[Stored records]
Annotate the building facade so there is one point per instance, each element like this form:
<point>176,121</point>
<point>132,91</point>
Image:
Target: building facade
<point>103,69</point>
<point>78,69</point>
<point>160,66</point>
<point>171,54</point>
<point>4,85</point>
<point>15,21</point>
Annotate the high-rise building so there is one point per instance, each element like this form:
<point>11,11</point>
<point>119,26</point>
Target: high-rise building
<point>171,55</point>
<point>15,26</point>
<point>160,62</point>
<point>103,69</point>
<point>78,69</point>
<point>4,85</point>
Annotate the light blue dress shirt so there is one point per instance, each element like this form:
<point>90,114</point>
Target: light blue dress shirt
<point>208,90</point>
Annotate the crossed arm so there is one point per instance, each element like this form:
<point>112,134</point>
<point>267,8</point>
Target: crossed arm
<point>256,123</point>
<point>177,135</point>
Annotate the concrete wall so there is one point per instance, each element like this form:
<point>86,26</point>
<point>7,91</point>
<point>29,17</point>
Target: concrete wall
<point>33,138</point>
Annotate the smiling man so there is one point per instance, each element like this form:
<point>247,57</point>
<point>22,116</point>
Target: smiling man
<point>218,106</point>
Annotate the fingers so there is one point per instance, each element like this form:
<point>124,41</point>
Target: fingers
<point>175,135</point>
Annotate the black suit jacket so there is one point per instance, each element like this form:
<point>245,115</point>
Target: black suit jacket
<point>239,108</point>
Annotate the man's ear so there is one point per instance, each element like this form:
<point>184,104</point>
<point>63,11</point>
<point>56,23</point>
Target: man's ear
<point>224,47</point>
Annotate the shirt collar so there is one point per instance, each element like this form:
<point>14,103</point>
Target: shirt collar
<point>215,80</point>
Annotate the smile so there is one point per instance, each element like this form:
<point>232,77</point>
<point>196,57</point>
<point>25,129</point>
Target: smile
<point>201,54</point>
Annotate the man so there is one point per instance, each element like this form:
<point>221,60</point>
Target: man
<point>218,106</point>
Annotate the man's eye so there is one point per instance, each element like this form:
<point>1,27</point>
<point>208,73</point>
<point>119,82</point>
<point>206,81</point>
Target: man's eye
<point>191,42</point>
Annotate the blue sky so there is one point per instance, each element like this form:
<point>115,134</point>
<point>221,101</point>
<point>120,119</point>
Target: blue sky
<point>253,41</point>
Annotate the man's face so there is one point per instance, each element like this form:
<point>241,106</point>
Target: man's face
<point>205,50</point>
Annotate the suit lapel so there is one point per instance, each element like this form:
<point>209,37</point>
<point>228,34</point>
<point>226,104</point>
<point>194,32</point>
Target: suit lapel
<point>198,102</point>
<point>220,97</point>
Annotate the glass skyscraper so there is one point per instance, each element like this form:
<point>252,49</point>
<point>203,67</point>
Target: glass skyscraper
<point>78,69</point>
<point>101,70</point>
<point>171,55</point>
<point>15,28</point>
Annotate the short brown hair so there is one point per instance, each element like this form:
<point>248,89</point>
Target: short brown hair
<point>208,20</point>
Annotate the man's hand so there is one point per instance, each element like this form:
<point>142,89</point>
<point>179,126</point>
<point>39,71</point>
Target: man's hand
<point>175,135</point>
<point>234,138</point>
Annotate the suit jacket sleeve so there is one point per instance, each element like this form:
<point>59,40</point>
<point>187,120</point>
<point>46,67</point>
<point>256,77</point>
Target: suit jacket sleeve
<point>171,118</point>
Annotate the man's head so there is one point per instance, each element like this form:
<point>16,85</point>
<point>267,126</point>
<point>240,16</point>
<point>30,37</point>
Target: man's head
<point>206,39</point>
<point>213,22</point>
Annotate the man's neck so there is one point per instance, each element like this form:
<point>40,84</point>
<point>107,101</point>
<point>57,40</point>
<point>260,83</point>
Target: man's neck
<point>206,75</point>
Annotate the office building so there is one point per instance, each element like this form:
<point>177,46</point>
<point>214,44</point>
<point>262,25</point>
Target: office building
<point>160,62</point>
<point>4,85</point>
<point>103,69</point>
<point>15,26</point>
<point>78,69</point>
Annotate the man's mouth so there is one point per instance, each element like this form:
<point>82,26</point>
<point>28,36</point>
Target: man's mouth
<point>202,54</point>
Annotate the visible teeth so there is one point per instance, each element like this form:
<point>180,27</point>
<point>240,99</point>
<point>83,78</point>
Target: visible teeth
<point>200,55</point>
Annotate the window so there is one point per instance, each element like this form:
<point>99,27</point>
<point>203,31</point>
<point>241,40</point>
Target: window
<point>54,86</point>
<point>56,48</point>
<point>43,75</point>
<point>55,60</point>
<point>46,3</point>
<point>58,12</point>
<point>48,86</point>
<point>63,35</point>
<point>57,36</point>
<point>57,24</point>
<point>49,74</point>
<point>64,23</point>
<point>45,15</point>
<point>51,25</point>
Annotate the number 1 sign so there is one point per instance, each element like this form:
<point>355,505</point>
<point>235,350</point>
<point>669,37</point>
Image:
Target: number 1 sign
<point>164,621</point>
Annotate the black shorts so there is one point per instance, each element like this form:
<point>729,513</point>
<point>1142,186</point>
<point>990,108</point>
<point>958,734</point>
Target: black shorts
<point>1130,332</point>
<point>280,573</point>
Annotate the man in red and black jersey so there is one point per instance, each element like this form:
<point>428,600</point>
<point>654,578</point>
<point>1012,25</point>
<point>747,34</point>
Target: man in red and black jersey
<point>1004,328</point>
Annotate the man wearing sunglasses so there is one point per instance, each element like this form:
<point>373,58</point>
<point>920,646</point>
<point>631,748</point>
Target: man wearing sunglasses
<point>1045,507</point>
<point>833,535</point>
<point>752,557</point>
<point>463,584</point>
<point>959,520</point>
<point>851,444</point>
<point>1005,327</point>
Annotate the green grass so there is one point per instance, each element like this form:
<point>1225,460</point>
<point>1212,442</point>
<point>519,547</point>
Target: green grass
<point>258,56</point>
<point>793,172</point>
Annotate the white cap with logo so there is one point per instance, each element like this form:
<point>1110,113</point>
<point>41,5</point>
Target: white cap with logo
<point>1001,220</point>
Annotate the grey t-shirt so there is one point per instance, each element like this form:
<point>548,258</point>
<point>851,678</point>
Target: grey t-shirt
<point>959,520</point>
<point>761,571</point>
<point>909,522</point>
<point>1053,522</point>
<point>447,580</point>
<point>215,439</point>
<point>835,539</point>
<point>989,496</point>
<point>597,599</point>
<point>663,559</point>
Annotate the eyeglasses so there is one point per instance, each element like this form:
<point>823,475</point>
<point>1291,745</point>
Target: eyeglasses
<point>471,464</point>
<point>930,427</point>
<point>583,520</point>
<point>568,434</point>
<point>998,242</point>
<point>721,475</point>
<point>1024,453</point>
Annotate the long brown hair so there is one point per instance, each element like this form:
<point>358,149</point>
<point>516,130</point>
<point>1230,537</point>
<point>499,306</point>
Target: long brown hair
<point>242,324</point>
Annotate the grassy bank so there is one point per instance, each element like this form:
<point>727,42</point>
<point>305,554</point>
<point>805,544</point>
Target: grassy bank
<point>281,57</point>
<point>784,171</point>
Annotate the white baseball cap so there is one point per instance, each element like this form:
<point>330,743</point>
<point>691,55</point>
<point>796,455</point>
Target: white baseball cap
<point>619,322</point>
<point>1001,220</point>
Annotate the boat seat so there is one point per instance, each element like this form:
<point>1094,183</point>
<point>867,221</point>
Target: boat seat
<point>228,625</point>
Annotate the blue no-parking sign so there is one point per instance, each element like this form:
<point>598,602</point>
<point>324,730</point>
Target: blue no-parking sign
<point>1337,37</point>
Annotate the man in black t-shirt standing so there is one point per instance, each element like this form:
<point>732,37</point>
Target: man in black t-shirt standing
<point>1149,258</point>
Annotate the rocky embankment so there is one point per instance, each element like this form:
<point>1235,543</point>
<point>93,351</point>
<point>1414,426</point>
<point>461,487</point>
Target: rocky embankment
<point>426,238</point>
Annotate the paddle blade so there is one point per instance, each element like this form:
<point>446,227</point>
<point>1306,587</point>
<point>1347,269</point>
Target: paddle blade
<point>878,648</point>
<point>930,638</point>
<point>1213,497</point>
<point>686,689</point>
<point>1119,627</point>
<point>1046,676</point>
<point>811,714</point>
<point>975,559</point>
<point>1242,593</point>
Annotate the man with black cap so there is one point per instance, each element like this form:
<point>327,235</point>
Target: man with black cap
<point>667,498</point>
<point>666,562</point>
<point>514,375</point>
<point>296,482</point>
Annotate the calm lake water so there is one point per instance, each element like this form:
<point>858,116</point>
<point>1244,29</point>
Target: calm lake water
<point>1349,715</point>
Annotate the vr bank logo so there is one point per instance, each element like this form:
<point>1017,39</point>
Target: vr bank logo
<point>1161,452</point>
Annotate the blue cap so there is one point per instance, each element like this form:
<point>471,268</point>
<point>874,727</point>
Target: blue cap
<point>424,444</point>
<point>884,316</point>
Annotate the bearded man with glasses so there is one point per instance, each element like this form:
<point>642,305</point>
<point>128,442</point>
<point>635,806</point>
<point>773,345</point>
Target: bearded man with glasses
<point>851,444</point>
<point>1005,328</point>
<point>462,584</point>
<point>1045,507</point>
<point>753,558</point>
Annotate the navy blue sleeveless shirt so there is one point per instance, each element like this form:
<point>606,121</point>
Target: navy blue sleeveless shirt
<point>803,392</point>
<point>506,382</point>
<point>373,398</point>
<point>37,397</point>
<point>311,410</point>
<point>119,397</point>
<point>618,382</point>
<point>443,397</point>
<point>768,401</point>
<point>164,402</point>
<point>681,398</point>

_Stated task_
Quote the stretch of the records from the line containing "Annotate the man in red" through the line containing "<point>1004,328</point>", keeping every line as it stands.

_Solution below_
Annotate the man in red and black jersey so there is one point per instance, each element like this form:
<point>428,600</point>
<point>654,578</point>
<point>1012,25</point>
<point>747,34</point>
Target: man in red and black jersey
<point>1004,328</point>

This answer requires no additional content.